Exercise requirements => Format every line of the entries below as a JSON list of strings, one string per line, omitting blank lines and leaving the pictures out.

(Pointing entries)
## start
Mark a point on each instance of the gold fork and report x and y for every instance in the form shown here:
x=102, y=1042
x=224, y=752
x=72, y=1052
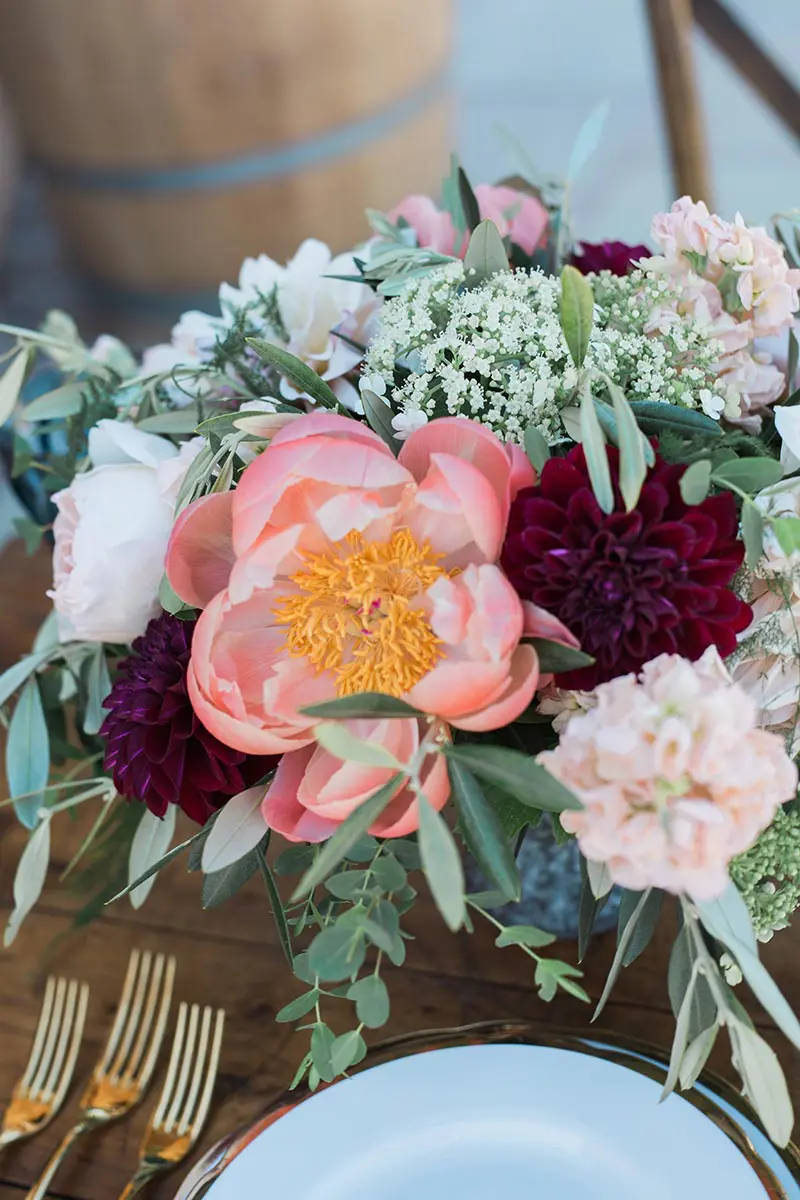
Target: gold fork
## end
The reply =>
[
  "Mark a point on each instance of the gold fork and report x and y for every instance in the form shown here:",
  "x=102, y=1042",
  "x=224, y=752",
  "x=72, y=1052",
  "Target: gold fork"
]